→ Aim: Quote the entries in full, character for character, without their images.

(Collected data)
──────────
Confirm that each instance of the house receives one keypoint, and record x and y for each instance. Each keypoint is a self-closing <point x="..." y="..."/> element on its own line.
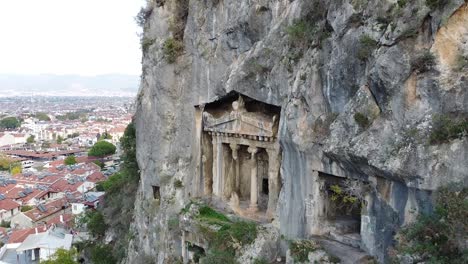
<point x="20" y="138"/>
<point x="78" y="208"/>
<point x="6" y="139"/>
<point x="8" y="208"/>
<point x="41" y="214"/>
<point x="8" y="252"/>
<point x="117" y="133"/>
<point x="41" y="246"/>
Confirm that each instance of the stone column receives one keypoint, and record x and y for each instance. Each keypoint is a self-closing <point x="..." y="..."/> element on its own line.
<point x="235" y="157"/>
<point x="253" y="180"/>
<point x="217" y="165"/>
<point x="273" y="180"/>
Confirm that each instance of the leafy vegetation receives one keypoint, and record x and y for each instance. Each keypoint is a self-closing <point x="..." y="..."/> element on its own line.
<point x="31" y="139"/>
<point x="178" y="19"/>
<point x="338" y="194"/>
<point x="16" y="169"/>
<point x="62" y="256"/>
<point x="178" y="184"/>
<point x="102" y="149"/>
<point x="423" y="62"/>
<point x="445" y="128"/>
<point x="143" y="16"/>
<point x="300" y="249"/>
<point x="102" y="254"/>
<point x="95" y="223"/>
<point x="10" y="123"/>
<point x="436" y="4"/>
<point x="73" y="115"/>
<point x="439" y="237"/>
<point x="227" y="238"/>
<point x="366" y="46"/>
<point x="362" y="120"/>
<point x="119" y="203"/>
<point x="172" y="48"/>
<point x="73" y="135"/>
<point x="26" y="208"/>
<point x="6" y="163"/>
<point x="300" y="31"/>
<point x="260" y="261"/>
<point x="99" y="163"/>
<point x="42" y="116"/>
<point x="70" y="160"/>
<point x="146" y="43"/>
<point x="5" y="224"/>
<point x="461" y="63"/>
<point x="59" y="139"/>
──────────
→ Response:
Confirm that each instance of the house receives one keypoint, and record x and y for each instance. Each keypoint is a self-closing <point x="..." y="..."/> element on its own line.
<point x="20" y="138"/>
<point x="78" y="208"/>
<point x="6" y="139"/>
<point x="8" y="208"/>
<point x="41" y="214"/>
<point x="8" y="252"/>
<point x="117" y="133"/>
<point x="41" y="246"/>
Confirm that each instance of the stone column receives one keypoint, and record x and y for each instance. Each keypoint is a self-closing <point x="..." y="..."/> element on its own line.
<point x="235" y="157"/>
<point x="253" y="180"/>
<point x="217" y="165"/>
<point x="273" y="180"/>
Confirm that each instance of the leafy vegetation receives one keypoint, and record x and y for each instance. Each keypoint is a self-closing <point x="..." y="..."/> element on its own line.
<point x="31" y="139"/>
<point x="178" y="19"/>
<point x="338" y="194"/>
<point x="16" y="169"/>
<point x="62" y="256"/>
<point x="178" y="184"/>
<point x="102" y="149"/>
<point x="423" y="62"/>
<point x="445" y="128"/>
<point x="143" y="16"/>
<point x="300" y="249"/>
<point x="102" y="254"/>
<point x="95" y="223"/>
<point x="10" y="123"/>
<point x="436" y="4"/>
<point x="73" y="115"/>
<point x="439" y="237"/>
<point x="227" y="238"/>
<point x="366" y="46"/>
<point x="362" y="120"/>
<point x="119" y="203"/>
<point x="172" y="48"/>
<point x="73" y="135"/>
<point x="26" y="208"/>
<point x="6" y="163"/>
<point x="300" y="31"/>
<point x="260" y="261"/>
<point x="99" y="163"/>
<point x="42" y="116"/>
<point x="70" y="160"/>
<point x="146" y="43"/>
<point x="5" y="224"/>
<point x="461" y="63"/>
<point x="59" y="139"/>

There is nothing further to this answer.